Short problem. Reproduce every line of the listing below verbatim, omitting the pictures.

─── Data for this exercise

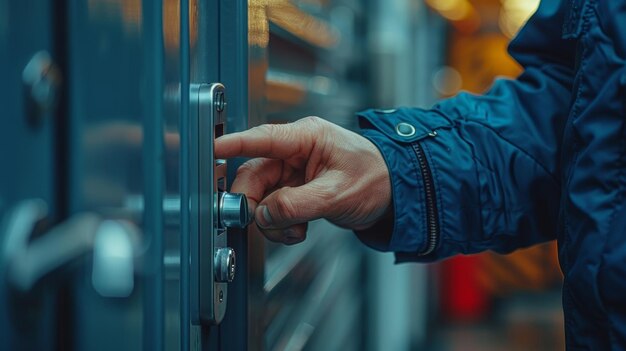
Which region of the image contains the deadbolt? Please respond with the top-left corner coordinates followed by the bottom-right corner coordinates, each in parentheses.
top-left (218, 192), bottom-right (250, 228)
top-left (215, 247), bottom-right (236, 283)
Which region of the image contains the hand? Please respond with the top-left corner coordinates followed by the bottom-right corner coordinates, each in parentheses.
top-left (215, 117), bottom-right (391, 245)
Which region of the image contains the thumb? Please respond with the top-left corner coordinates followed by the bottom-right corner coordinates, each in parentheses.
top-left (254, 179), bottom-right (331, 228)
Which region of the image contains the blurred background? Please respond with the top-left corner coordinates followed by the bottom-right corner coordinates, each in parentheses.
top-left (0, 0), bottom-right (564, 351)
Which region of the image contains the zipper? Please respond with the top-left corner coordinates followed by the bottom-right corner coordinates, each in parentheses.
top-left (411, 131), bottom-right (440, 256)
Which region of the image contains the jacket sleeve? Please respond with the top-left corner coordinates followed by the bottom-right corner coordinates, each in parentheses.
top-left (357, 0), bottom-right (575, 262)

──────

Correct response.
Which region of the image contains the deadbolt? Please respond with the top-left corner coordinates followed by the bottom-right corner coordinates, each in parentheses.
top-left (218, 192), bottom-right (250, 228)
top-left (215, 247), bottom-right (236, 283)
Which region of the image contains the hand? Please respond with the top-left corner coordinates followed by the bottom-right corner coordinates, each in parentheses.
top-left (215, 117), bottom-right (391, 245)
Which region of the image contains the thumb? Please respond with the top-left corner coordinates followed by the bottom-right corner coordinates, each in parentheses.
top-left (254, 179), bottom-right (331, 228)
Which region of the image contains the blurred background? Please respond with the top-left corner coordinates followed by the bottom-right corner coordinates, each in parentheses.
top-left (0, 0), bottom-right (564, 351)
Which region of the image contains the zipper? Please respond with the top-left corner coordinates followed by the bottom-right corner coordinates, each in parentheses.
top-left (411, 131), bottom-right (440, 256)
Which region of the image contains the jacket sleeve? Please respond with the top-left corner coordinates followed by the bottom-right corner coordinates, each in parentheses.
top-left (357, 0), bottom-right (575, 262)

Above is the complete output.